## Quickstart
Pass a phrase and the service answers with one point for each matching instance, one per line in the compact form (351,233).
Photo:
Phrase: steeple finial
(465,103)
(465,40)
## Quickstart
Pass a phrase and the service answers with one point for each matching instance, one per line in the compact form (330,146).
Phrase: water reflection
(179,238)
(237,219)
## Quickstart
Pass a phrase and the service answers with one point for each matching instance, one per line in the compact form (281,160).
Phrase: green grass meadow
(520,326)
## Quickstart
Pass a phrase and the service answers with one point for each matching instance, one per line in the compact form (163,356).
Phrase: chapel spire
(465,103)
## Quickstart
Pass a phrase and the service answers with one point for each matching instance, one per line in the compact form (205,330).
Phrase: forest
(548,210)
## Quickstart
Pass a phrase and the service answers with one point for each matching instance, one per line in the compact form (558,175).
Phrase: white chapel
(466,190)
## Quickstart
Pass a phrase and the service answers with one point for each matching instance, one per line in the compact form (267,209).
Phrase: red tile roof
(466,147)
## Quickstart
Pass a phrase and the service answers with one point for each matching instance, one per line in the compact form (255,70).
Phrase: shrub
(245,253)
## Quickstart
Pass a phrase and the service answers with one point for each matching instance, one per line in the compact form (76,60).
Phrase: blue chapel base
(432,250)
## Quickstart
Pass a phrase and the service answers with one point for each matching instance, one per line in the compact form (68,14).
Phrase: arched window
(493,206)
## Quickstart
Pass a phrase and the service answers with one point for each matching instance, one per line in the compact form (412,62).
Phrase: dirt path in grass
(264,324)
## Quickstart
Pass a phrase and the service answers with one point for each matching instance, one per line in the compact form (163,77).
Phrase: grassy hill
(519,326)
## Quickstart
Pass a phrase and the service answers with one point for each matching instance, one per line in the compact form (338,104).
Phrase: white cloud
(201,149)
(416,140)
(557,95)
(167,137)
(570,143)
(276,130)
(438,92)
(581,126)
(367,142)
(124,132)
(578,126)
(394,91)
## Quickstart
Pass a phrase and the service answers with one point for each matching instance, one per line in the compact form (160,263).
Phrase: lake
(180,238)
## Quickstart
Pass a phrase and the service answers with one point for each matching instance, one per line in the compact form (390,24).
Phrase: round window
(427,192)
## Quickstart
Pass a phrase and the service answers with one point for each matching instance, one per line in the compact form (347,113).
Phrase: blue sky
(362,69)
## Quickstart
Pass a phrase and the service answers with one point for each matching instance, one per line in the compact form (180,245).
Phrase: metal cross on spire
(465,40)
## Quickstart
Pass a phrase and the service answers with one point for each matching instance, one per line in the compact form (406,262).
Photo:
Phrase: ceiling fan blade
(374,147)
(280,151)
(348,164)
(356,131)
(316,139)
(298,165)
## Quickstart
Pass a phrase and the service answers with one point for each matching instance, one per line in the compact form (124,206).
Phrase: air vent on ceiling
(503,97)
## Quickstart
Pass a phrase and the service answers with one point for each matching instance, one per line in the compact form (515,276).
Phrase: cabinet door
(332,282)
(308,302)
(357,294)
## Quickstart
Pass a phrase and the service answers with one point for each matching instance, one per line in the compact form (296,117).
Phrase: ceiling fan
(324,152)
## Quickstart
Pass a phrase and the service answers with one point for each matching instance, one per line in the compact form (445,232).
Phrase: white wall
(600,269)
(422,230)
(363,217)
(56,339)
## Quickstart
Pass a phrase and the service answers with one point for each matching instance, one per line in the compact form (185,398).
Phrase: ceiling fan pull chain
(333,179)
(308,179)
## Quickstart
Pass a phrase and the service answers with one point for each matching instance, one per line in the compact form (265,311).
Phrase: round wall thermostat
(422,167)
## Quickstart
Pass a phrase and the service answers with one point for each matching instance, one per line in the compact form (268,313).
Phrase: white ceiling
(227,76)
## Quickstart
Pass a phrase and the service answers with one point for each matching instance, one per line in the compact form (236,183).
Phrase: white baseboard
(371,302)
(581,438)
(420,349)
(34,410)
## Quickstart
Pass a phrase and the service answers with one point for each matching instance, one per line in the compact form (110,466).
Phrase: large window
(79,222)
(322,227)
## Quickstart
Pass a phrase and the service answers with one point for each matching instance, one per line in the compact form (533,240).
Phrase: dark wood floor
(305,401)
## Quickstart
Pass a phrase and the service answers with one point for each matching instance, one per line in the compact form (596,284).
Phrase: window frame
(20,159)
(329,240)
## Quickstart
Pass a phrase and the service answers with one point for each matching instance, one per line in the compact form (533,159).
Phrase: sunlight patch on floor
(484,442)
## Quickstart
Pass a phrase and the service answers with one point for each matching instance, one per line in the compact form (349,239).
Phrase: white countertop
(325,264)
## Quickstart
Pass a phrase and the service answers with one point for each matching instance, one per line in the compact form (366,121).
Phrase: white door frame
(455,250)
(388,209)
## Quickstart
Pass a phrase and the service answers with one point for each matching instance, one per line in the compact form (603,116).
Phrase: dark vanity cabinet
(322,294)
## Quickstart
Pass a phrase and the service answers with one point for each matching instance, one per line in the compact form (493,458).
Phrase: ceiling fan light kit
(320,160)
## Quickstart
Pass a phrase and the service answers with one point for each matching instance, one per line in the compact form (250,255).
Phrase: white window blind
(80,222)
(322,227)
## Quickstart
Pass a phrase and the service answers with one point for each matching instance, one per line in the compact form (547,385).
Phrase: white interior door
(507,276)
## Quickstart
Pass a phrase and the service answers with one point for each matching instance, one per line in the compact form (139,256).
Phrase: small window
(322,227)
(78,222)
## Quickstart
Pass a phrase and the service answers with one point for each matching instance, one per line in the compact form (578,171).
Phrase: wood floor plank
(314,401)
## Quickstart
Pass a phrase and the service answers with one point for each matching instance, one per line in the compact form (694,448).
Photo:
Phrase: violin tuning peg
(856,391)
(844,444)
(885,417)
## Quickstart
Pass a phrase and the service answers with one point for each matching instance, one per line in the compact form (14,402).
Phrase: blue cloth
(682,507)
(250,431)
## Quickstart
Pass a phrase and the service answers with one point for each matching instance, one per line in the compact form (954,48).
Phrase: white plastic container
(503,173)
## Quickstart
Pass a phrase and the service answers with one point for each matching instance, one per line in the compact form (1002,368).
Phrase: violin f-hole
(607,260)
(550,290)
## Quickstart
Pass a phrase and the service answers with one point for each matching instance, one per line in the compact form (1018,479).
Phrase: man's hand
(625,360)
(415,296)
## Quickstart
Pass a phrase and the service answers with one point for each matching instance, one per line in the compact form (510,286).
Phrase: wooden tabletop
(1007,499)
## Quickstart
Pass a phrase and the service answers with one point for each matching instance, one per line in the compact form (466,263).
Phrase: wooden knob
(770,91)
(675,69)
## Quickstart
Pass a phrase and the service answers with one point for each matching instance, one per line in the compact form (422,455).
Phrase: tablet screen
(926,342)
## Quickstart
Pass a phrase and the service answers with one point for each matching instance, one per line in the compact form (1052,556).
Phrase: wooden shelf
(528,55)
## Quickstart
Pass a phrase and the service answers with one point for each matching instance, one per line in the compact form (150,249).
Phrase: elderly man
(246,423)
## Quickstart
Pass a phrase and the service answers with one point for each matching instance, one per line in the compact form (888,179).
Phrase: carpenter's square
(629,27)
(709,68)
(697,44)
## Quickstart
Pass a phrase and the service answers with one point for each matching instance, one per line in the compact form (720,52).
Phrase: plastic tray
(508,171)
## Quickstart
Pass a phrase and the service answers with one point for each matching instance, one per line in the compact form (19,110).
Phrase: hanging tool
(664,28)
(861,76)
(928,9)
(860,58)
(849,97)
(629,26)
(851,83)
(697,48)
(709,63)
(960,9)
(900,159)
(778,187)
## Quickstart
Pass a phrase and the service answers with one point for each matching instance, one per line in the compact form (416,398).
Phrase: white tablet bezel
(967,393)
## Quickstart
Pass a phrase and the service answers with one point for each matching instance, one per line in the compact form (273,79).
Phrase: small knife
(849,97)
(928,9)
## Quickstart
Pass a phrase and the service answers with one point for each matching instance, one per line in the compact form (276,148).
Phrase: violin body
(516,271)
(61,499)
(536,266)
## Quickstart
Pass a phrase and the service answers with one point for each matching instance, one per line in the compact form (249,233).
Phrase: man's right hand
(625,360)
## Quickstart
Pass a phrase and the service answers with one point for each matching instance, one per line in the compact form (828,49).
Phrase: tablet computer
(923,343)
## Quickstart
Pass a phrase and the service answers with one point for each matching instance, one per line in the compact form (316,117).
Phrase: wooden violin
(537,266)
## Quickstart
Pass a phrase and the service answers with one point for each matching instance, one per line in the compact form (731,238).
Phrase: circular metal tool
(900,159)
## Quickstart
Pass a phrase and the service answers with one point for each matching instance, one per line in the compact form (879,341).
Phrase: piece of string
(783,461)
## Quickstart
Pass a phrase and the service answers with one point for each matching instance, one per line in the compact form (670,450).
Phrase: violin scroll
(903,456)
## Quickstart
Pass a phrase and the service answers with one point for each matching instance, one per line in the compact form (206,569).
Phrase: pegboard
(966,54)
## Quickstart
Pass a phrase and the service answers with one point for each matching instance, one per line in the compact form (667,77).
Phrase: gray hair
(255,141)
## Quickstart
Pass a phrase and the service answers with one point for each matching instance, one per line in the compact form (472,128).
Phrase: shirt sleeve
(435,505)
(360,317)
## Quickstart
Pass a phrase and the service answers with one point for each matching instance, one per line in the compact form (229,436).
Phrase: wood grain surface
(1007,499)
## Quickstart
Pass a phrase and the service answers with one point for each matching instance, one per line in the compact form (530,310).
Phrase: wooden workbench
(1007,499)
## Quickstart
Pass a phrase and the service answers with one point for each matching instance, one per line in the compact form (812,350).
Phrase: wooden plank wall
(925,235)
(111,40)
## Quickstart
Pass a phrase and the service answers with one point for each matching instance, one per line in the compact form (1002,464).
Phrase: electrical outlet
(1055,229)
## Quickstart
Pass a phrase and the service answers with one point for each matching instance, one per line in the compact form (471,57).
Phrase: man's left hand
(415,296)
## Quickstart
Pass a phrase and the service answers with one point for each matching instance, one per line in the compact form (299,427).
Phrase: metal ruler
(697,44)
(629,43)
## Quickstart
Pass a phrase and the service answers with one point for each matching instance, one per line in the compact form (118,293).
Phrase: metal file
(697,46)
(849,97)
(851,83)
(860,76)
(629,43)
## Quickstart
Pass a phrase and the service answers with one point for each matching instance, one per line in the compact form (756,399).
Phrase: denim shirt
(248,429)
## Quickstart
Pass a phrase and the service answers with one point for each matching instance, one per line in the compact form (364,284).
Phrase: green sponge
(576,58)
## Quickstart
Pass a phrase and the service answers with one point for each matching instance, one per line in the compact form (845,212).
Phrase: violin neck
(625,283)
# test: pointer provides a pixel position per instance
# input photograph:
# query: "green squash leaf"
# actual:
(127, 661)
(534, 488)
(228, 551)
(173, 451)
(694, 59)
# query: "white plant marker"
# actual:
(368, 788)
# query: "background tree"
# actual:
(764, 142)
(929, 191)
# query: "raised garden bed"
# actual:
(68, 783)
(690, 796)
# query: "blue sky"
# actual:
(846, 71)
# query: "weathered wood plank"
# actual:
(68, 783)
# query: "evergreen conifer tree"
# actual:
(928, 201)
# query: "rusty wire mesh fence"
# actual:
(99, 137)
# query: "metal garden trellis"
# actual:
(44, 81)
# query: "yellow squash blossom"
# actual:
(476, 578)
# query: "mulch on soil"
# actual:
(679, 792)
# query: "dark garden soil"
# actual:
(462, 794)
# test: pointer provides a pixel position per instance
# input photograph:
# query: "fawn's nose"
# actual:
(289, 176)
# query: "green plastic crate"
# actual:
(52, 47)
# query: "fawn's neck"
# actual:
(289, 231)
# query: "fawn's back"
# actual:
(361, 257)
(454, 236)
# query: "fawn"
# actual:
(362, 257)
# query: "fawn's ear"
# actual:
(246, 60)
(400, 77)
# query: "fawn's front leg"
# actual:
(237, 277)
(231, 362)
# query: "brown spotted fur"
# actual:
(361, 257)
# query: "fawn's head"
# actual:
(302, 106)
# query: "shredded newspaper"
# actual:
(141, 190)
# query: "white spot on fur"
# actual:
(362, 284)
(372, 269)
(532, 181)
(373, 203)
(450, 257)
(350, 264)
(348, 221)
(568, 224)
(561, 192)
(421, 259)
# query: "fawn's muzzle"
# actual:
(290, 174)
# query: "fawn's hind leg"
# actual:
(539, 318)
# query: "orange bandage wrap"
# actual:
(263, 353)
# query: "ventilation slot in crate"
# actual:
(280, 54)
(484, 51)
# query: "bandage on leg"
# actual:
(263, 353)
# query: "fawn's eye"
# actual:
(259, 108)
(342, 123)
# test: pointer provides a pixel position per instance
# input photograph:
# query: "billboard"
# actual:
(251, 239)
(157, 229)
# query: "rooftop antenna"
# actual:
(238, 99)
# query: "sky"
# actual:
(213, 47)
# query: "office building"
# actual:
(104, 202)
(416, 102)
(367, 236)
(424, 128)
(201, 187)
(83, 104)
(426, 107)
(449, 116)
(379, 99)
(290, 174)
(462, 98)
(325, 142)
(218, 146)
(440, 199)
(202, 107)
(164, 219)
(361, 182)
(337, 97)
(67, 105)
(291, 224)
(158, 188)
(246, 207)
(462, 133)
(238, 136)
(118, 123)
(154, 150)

◆ ◆ ◆ ◆ ◆

* [ACTION ITEM] Wherever the string "soil" occurs in the records, copy the line it is in.

* [RESPONSE AREA]
# query: "mulch on soil"
# query: "dark garden soil"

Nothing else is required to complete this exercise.